Given records ->

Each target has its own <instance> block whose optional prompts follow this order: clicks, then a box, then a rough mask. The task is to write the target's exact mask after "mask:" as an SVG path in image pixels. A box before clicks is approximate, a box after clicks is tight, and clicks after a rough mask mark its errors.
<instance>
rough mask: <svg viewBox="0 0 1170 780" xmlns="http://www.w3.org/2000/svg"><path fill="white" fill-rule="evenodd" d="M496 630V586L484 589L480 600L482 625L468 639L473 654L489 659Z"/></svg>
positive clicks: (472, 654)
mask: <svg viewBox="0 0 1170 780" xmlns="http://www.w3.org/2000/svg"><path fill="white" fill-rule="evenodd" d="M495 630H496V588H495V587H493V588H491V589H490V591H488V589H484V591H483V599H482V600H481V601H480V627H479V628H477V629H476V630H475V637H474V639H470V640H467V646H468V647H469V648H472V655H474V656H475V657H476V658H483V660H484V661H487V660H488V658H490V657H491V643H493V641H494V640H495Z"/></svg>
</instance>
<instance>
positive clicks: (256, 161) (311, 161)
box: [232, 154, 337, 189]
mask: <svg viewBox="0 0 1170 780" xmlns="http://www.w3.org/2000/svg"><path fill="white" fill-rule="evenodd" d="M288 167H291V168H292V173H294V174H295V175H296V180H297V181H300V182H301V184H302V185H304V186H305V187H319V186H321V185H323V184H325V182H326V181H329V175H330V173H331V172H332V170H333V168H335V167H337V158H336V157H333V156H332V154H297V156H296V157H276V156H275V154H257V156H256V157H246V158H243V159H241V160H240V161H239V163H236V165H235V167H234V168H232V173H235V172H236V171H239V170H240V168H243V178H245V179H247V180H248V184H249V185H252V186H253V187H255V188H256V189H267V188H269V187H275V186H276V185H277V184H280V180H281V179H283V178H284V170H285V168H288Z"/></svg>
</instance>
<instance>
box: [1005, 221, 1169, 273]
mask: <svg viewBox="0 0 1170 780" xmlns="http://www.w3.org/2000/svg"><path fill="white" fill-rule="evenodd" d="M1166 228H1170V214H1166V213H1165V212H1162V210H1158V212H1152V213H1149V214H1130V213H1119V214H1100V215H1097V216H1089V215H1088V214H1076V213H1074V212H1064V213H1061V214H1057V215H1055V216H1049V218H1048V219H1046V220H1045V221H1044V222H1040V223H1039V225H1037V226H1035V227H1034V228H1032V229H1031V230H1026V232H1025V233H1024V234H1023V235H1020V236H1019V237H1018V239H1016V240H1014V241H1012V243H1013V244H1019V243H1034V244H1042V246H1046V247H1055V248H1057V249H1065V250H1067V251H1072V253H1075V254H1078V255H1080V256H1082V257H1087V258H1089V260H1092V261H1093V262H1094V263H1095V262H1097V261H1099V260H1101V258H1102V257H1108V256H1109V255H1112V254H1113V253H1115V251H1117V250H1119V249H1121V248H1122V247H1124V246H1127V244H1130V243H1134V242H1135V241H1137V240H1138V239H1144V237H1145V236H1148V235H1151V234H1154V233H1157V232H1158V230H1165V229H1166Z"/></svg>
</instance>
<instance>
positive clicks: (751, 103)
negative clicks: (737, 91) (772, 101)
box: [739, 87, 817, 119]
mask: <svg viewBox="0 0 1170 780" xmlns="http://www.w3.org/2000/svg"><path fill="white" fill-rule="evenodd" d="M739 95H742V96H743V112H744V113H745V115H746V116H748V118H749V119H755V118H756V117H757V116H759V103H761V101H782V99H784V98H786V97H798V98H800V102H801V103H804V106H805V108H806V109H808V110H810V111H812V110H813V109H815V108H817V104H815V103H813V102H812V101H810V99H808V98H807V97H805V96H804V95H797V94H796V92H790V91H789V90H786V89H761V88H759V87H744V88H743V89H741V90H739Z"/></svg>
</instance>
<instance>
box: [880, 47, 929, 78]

What you will do -> Rewrite the data above, from its first line through the line containing "positive clicks: (472, 654)", as a numbered list without blank lines.

Reply to the task ->
1. Each target has its own <instance> block whose optional prompts follow this order: clicks, then a box, then a rough mask. The task is to write the target's exact mask after "mask:" as an SVG path in image pixels. A box before clicks is approximate, a box after clicks is tight, and clicks after a rough mask mark its errors.
2. <instance>
3. rough mask: <svg viewBox="0 0 1170 780" xmlns="http://www.w3.org/2000/svg"><path fill="white" fill-rule="evenodd" d="M496 630V586L484 589L480 600L482 625L468 639L473 654L489 659Z"/></svg>
4. positive clicks: (472, 654)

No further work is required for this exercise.